Some data:
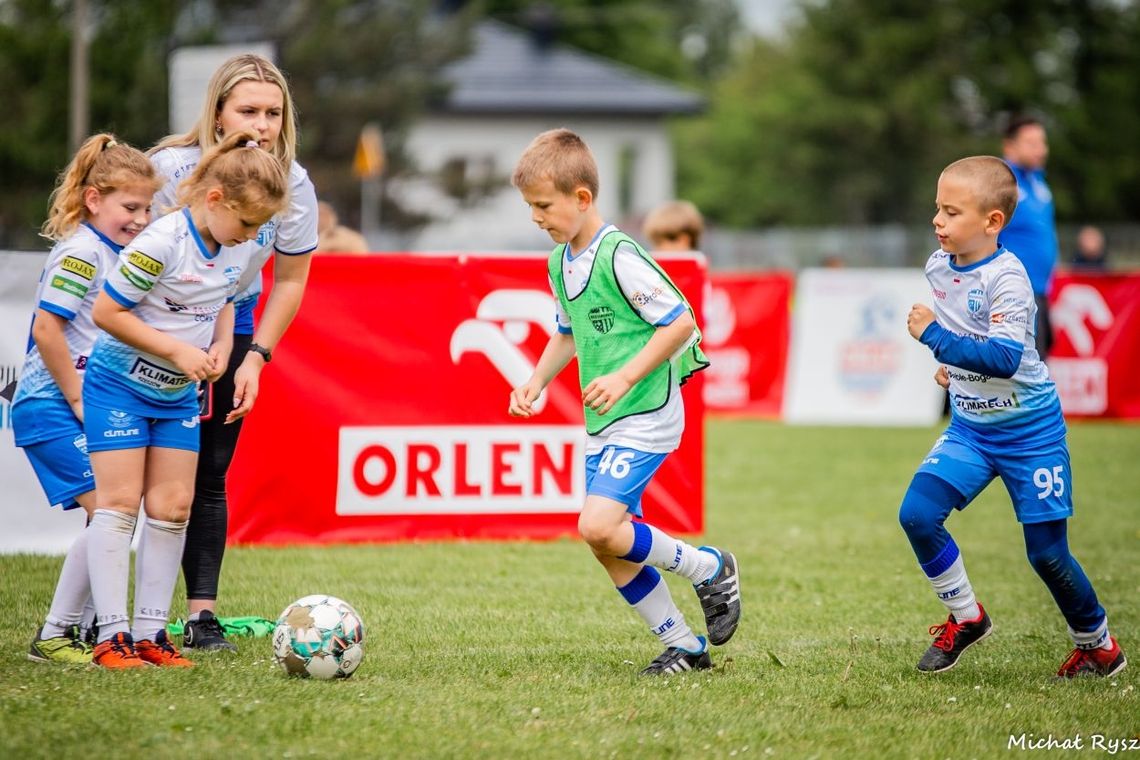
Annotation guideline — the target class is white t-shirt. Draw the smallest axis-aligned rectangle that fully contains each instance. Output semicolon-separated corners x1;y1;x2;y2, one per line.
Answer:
549;224;695;455
13;222;120;404
83;209;249;415
926;247;1064;440
150;146;317;335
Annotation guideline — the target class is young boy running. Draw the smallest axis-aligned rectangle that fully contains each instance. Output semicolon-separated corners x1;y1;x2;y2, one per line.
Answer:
898;156;1125;678
510;129;740;675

• AIM: Please reproduce all of the data above word for word, leaving out the pictures.

• RESULT BELOW:
Annotation guideline — the target class is white t-shirt. Draw the smallest axis-aligned rectangle that fully contains each instance. Output semicolon-separated corners x1;y1;x2;y2, one per line.
Answer:
549;224;695;455
13;222;120;404
83;209;249;415
926;247;1064;440
150;146;317;335
Annotation guideline — the target class is young boy running. Draw the smallest axis-aligned rectangle that fully contains each instance. Output semicolon-separated corners x1;y1;x2;y2, one per line.
Answer:
898;156;1125;678
510;129;740;675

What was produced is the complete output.